Transcribe the listing below word for word.

[Start of section]

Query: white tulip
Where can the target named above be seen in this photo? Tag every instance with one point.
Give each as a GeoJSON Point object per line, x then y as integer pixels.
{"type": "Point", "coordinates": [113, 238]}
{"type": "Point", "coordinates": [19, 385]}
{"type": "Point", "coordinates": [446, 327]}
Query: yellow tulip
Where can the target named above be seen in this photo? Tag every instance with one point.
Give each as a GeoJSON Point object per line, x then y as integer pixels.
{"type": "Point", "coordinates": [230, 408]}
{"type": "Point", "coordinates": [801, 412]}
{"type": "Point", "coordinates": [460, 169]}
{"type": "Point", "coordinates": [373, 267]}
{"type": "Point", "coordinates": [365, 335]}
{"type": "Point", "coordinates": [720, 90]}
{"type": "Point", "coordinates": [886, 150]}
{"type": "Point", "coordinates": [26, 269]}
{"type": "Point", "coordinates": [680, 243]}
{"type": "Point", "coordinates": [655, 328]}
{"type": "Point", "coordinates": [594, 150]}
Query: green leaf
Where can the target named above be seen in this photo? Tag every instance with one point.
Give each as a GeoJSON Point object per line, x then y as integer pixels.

[End of section]

[Result for this exercise]
Query: white tulip
Where can the target named above be seen in this photo? Tag every instance with one point.
Give each as a GeoJSON Point object per line, x then y as integer pixels.
{"type": "Point", "coordinates": [113, 238]}
{"type": "Point", "coordinates": [19, 385]}
{"type": "Point", "coordinates": [446, 327]}
Query: yellow tulip
Where can the target named above be seen in this photo? Tag every instance with one point.
Give each as a GeoJSON Point object per line, x then y as integer pixels.
{"type": "Point", "coordinates": [230, 408]}
{"type": "Point", "coordinates": [801, 412]}
{"type": "Point", "coordinates": [460, 169]}
{"type": "Point", "coordinates": [373, 267]}
{"type": "Point", "coordinates": [365, 335]}
{"type": "Point", "coordinates": [720, 90]}
{"type": "Point", "coordinates": [886, 150]}
{"type": "Point", "coordinates": [26, 269]}
{"type": "Point", "coordinates": [680, 243]}
{"type": "Point", "coordinates": [655, 328]}
{"type": "Point", "coordinates": [594, 150]}
Query: green leaf
Where can the target named above be seen in this photo? Tag every instance with one point.
Give each as a GeoJSON Point object per line, x then y as integer pixels.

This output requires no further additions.